**TASKS TO CARRY OUT:**
1 - Answer these from the transcript of Vladimir Putin's remarks on the thaw and the WADA decision:
(a) In how many areas was disengagement brought about?
(b) To which court does he say Russia has good reason to appeal?
(c) Since when, according to him, has punishment been individual?
2 - Carry the transcript of Vladimir Putin's remarks on the thaw and the WADA decision forward from its final line.

**DOCUMENT SEGMENT:**
______

Vladimir Putin: Speaking about a thaw, yes, I do believe that it has started. What else can I say? First, there has been an exchange of detained persons. It has taken place. We have brought about disengagement in three areas. It has taken place. We have met in the Normandy format and discussed a broad range of very important issues, and we have achieved progress on many of them. It has taken place. Taken together, all of this is reason to believe that the process is moving in the right direction.
As for Russia’s position, I said in my opening remarks that Russia will do everything in its power so that all problems are solved and all questions settled, and the conflict ultimately ends. However, I would like to point out that it is very important, as I have said before, that the conflicting parties talk to each other, that they engage in a direct dialogue. This is what matters. No conflict was ever settled without a direct dialogue between the conflicting parties.
Regarding doping, the WADA decision and Russia’s potential appeal against it.
First of all, we need to analyse this decision. Here is the obvious part, which I can see immediately. For example, there are no complaints to the National Olympic Committee. If there are no complaints, the country must be able to take part in competitions under the national flag, according to the Olympic Charter. This means that this part of the WADA decision contradicts the Olympic Charter. Therefore, we have good reason to appeal to the Court of Arbitration for Sport (CAS).
There are also some other arguments, but first our experts and lawyers should analyse everything so that we can talk with our partners competently. However, I believe that the main thing, and everyone seems to accept it, is that punishment must be individual and based on the acts committed by an individual, as it has been since the Roman Empire. Punishment must not be collective, that is, applied to the persons who have no connection with a given crime. Everyone is aware of this. I believe that the WADA experts are aware of this as well. But if they take decisions on collective punishment, I think this is a reason to believe that these decisions do not seek to keep sports clean but are based on political considerations, which has nothing to do with the interests of sport and the Olympic Movement.
Question (retranslated): Deutsche Presse-Agentur.

______

**STORED ROWS:**
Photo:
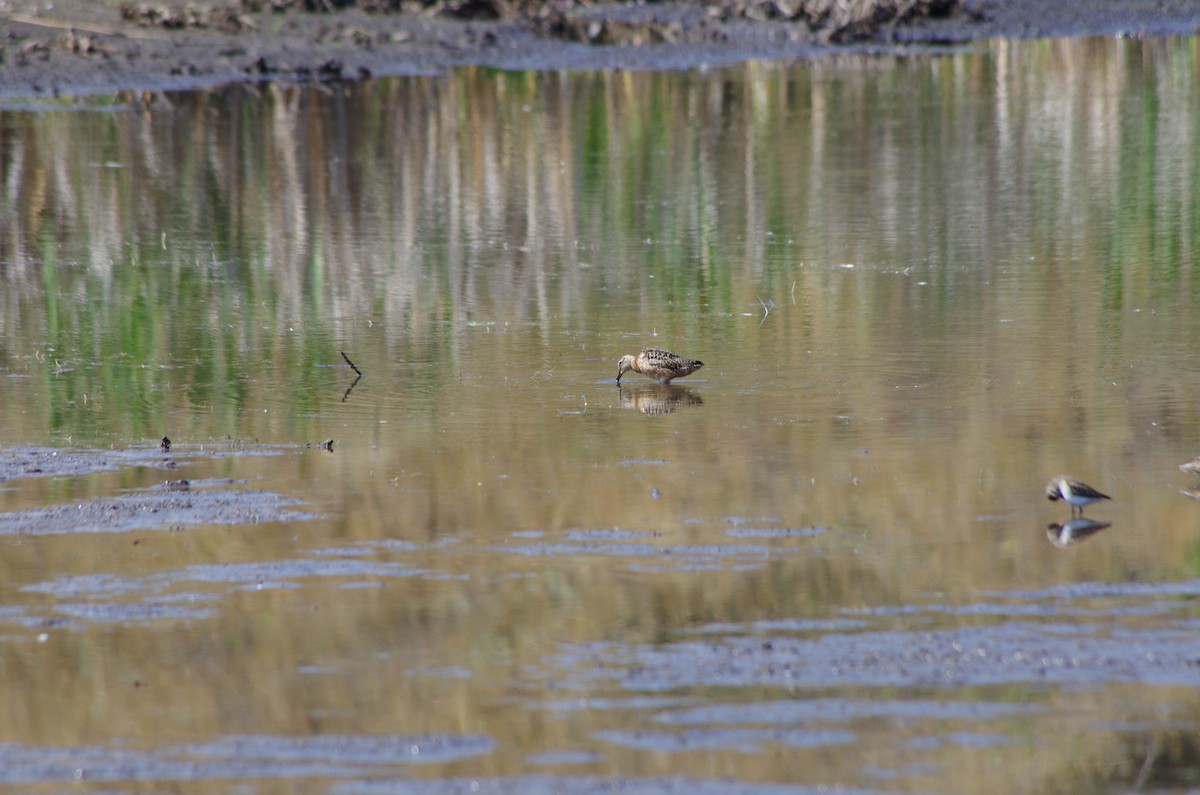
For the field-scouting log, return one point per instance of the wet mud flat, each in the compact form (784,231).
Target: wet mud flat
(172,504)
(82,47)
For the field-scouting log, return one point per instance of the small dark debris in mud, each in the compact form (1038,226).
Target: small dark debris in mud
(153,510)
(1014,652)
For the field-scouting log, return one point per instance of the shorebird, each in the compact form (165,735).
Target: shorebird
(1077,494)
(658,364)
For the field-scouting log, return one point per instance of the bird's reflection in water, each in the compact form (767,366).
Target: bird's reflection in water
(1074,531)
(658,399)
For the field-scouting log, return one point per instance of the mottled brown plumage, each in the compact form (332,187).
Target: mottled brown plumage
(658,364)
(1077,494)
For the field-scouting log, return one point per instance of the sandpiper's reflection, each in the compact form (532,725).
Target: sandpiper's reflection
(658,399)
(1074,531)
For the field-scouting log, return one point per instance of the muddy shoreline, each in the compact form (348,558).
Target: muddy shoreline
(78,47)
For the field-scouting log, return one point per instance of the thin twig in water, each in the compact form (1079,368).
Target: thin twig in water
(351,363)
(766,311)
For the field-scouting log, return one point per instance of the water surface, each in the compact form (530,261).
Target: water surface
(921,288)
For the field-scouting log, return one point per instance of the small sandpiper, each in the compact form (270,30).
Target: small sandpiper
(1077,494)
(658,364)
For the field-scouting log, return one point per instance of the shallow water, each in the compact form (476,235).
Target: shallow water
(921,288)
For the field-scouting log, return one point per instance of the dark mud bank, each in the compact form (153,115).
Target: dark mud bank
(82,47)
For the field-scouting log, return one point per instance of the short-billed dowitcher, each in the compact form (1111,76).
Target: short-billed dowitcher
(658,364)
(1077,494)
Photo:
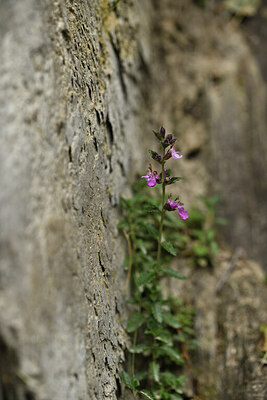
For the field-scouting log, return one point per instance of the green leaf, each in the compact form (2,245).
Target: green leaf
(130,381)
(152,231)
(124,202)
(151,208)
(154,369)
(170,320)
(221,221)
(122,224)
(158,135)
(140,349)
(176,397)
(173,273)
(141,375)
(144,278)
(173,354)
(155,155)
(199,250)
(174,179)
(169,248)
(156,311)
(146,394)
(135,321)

______

**ANSWERS BELOW:**
1 -
(a) Three.
(b) The Court of Arbitration for Sport (CAS).
(c) Since the Roman Empire.

2 -
Madame Chancellor, you held a bilateral meeting with President Putin before the summit today. I would like to enquire whether you discussed during that meeting the assassination in Tiergarten, Berlin, because it had exerted a very strong influence on relations between Russia and Germany. One had the impression that Russia was willing to cooperate with the investigation into this assassination.
Mr Putin, you said two German diplomats would be expelled, and you announced retaliatory measures. When will these measures be introduced? How grave is the crisis in relations between Germany and Russia?
Vladimir Putin: You said that a Georgian national was killed. This is not quite true. I know that a man died in Berlin. And he is not just a Georgian, he is a man who took an active part in combat operations on the side of the separatists in the Caucasus. He is not an ethnic Georgian.
This man was on Russia’s wanted list, and he is a very cruel and blood-smeared man. He killed 98 people during just one operation he was involved in. He was one of the organisers of explosions in the Moscow Metro.
I do not know what has happened to him; this is a criminal milieu, where absolutely anything can happen. But I believe that it is incorrect to expel diplomats who have nothing to do with this matter, solely on the basis of preliminary conjectures.
You asked about retaliation. There are unwritten practical rules, unwritten laws for such cases: you have expelled our diplomats, we will expel yours. That is all. Is this any kind of crisis in relations? There is no silver lining to it, but I do not think that there is a crisis or that one should arise. But I agree with Madame Chancellor that we must investigate this matter. We will do our best to find out the truth and to help our German colleagues.
Incidentally, it would have been good if we had cooperated before these tragic circumstances occurred. The Russian side repeatedly urged our German colleagues to extradite this criminal and murderer. Regrettably, we failed to reach an understanding.
Question (retranslated): I have a question for President Zelensky.
It concerns the next Normandy format meeting, which is scheduled to take place in four months. Are there any preliminary conditions, so that we can see if there is any progress? Are we correct in understanding that although progress has been made regarding the exchange of “all for all”, no agreements of principle have been reached on the local elections in Donbass, which should take place in the autumn of 2020, and no final solution has been coordinated regarding the control of the Ukrainian border? Why is that?
And here is my second question: Will the problem of gas transit after January 1 be settled?
I also have a question for the President of Russia. Why are you so strongly against Ukraine’s desire to control the border with Donbass during the elections? Is this really a stumbling block? Can the settlement of this problem help to launch the peace process in eastern Ukraine? Will you continue to offer explanations for the protection of Russian speakers now that Ukraine has a Russian-speaking president, who is also supported by people in the southeastern regions?
Vladimir Putin: Do you remember a popular children’s poem: “We have gas in our flat. And do you?” And you do have it too, and will have it. But it may cost you much less if we agree to work honestly together. It could cost 25 percent less than the end consumers, primarily industrial facilities, are paying now. Because the price of gas for household consumers is subsidised, and we cannot calculate [export] gas prices based on this subsidised price. This is ordinary economic logic. This is how it is.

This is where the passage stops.